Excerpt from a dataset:
====
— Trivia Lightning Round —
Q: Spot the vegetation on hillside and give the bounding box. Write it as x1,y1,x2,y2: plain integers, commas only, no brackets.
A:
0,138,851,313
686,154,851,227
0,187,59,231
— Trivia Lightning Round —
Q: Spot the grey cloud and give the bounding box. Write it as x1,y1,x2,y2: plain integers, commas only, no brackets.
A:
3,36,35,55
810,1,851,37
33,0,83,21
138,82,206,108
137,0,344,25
====
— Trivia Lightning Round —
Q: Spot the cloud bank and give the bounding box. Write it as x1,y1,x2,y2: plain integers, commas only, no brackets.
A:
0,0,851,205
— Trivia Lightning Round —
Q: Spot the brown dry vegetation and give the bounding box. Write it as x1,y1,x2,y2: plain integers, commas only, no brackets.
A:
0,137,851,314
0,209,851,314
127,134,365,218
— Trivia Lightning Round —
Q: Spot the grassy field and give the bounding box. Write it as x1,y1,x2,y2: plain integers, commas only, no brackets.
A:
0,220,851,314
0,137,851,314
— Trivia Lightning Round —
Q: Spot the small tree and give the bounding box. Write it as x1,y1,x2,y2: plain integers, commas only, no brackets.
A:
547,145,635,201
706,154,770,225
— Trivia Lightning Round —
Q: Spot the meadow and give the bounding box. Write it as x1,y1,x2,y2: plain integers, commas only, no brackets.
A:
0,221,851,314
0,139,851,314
====
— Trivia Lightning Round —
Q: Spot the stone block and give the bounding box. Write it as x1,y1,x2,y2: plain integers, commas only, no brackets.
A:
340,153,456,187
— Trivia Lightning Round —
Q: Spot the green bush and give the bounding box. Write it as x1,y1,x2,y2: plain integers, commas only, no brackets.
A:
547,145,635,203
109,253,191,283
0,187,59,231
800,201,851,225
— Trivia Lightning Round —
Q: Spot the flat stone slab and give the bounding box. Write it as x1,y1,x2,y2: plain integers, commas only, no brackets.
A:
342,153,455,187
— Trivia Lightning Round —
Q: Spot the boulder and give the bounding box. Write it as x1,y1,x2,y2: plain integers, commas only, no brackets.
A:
====
(Aim) Collect every line in the rows above that contains the string "stone", and copy each line in full. Matching is case-sensitive.

(Output below)
Q: Spot the stone block and give the bounding box. Write it as x1,y1,x2,y2: plain integers, commas only, no brackets.
Q: Spot the flat stone slab and give the bounding box. Write it as x1,y1,x2,y2: plain integers, commas only, no brackets.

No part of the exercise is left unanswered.